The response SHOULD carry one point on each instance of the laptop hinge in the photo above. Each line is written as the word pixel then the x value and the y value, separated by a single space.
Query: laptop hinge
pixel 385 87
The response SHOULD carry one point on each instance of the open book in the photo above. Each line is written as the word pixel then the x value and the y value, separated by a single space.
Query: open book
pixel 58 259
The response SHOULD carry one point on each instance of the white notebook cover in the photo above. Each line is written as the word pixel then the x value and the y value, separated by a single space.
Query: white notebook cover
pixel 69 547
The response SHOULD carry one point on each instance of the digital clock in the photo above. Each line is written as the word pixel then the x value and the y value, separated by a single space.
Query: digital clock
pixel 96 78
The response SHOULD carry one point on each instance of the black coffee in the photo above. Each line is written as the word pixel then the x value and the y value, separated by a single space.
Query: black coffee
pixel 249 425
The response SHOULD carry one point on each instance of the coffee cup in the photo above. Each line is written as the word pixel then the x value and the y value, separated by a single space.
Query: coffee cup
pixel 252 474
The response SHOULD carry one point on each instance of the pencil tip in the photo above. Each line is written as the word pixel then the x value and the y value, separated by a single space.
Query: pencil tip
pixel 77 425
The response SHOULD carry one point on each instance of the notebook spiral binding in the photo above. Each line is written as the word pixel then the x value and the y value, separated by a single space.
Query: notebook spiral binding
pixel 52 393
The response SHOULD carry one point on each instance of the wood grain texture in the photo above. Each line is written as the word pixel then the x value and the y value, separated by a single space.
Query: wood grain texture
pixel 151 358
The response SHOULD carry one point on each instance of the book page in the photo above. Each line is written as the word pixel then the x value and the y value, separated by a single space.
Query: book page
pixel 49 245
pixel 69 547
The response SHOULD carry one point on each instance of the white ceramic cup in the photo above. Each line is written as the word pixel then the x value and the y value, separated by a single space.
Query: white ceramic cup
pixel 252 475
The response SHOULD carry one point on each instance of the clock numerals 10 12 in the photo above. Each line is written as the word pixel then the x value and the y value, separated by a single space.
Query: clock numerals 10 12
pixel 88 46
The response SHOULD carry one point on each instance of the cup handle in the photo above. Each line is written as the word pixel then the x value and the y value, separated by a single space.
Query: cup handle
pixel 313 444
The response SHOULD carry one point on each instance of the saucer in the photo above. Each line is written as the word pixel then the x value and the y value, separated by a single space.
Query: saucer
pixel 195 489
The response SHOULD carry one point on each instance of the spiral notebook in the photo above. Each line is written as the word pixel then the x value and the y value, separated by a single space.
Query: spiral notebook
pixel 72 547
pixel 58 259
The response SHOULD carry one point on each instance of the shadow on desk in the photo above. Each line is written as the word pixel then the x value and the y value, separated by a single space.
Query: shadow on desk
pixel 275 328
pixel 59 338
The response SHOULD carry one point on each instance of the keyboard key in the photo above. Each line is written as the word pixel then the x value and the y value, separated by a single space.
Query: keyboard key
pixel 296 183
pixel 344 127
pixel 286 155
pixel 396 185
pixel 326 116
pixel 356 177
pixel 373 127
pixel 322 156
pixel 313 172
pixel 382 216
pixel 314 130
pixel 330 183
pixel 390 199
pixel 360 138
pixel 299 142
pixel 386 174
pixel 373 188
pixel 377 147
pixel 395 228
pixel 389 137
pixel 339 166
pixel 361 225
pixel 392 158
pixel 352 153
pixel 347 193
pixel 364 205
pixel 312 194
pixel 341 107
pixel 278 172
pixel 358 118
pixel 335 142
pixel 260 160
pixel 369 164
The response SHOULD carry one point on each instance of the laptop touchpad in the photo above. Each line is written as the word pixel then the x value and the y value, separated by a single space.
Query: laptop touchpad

============================================================

● EXERCISE GOAL: Recopy the entries above in their entirety, exactly.

● FINISHED ANSWER:
The response SHOULD carry one point on each instance of the laptop hinge in the photo above. Each line is written as the word pixel then the x value and the y value, separated by a single space.
Query: laptop hinge
pixel 385 87
The response SHOULD carry one point on each instance of the open book in the photo above. Each line is written as the word pixel then the x value and the y value, separated by a single space.
Query: open book
pixel 58 259
The response SHOULD carry one point on each instance of the white notebook cover in the photo above. Each line is written as the word pixel then the x value and the y value, separated by a single space.
Query: white notebook cover
pixel 69 547
The response SHOULD carry one point on each instance of the digital clock in the photo above. Each line is written as the word pixel then the x value and the y value, separated by a single space.
Query: digital clock
pixel 96 78
The response SHOULD carry one point on each instance of the black coffee in the photo above. Each line is written as the word pixel then the x value and the y value, separated by a single space.
Query: black coffee
pixel 249 425
The response SHOULD carry one point on each instance of the coffee cup in the photo above. Each line is written as the word pixel then the x value and the y value, separated by a single space.
Query: coffee cup
pixel 252 474
The response SHOULD carry one point on each instance of the pencil tip in the photo above. Each line is written as the word pixel then the x value and the y value, separated by a single space.
Query: pencil tip
pixel 77 425
The response SHOULD carry one point on each instance of the notebook spiral binding in the photo above. Each line is written as the word pixel then the x value and the y value, separated by a single space.
Query: notebook spiral binding
pixel 52 393
The response SHOULD carry one point on each instance of the wood grain texture in the photo above. Each line is written as the word pixel then the x value and the y value, separated by a single space.
Query: wood grain texture
pixel 151 358
The response SHOULD carry one point on each instance of the book page in the photo above. Each line is written as the word pixel then the x value and the y value, separated by a single space.
Query: book page
pixel 49 245
pixel 69 547
The response SHOULD carry one point on each instance of the white ceramic cup in the photo above. Each line is written as the word pixel then the x value and the y value, separated by a single space.
Query: white ceramic cup
pixel 252 475
The response SHOULD carry one point on each instance of the clock numerals 10 12 in the photo above. Each line is written as the word pixel then the x value and the y value, separated by a single space.
Query: clock numerals 10 12
pixel 88 46
The response SHOULD carry one point on each instance of the cup handle in the photo above. Each line is written as the word pixel then the x value and the y value, separated by a single space.
Query: cup handle
pixel 313 444
The response SHOULD carry one point on each instance of the saucer in the photo above. Each line is written as the word pixel then the x value and the y value, separated by a single space.
Query: saucer
pixel 195 489
The response SHOULD carry one point on each instance of the spiral notebook in the photo above. Each line is written as the word pixel then the x value and the y value, separated by a single space.
Query: spiral notebook
pixel 72 547
pixel 58 259
The response SHOULD carry one point on each instance of the shadow on desk in the photo above. Each line is written as the word pixel then the x value and the y value, separated by a single space.
Query: shadow on desk
pixel 275 328
pixel 59 338
The response SHOULD carry one point on each instance of the keyboard key in the photo above. Each line is written as the word pixel then the x value and the y value, separated by a single space.
Query: keyboard key
pixel 296 183
pixel 344 127
pixel 286 155
pixel 396 185
pixel 326 116
pixel 356 177
pixel 373 127
pixel 322 156
pixel 313 172
pixel 382 216
pixel 314 130
pixel 330 183
pixel 390 199
pixel 360 138
pixel 299 142
pixel 386 174
pixel 373 188
pixel 377 147
pixel 395 228
pixel 389 137
pixel 339 166
pixel 361 225
pixel 392 158
pixel 352 153
pixel 347 193
pixel 364 205
pixel 312 194
pixel 341 107
pixel 278 172
pixel 358 118
pixel 335 142
pixel 260 160
pixel 369 164
The response SHOULD carry one point on each instance of the laptop touchpad in the photo above. Each line is written as the word pixel then the x value and the y value, separated by a single space.
Query: laptop touchpad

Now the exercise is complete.